Myth of Irrationality

Myth of Irrationality

by John McCrone

Editorial Reviews

Publishers Weekly - Publisher's Weekly
McCrone ( The Ape That Spoke ) redraws the map of psychology in this iconoclastic, often provocative work. He labels as harmful fallacy the persistent belief, from Plato to Freud, that humans have an irrational, emotional core. Instead of Freud's model dividing the mind into ego, id and superego, McCrone advances a bifold model differentiating the mind's animal roots from its cultural components--self-awareness, language, thought, refined feeling, memory. Central to his theory is the ``inner voice'' with which we speak silently in our heads and which, McCrone argues, is instrumental to thought. Blaming the ``myth of irrationality'' for today's rampant individualism and cult of self-assertion, he advocates a self-aware, ``post-romantic'' approach to experiencing emotion. So-called feral children, the mental processes of the deaf and the neglected research of Russian psychologist Lev Vygotsky, who investigated the ``inner voice'' in the 1930s, provide grist for McCrone's thesis. (Aug.)

•••••

Aim of the task
Sum up the review of Myth of Irrationality in two sentences. Rely only on the review above when working with the lines.

Dataset excerpt

•••••

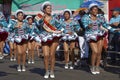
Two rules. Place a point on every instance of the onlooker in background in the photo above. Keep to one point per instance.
(115, 38)
(82, 42)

•••••

Final result
McCrone rejects the long-held belief, from Plato to Freud, that humans have an irrational, emotional core, and in place of Freud's ego, id and superego he proposes a two-part model separating the mind's animal roots from its cultural components, with the silent "inner voice" central to thought. Blaming the "myth of irrationality" for today's rampant individualism, he advocates a self-aware, "post-romantic" approach to emotion, drawing on feral children, the mental processes of the deaf and Lev Vygotsky's neglected research.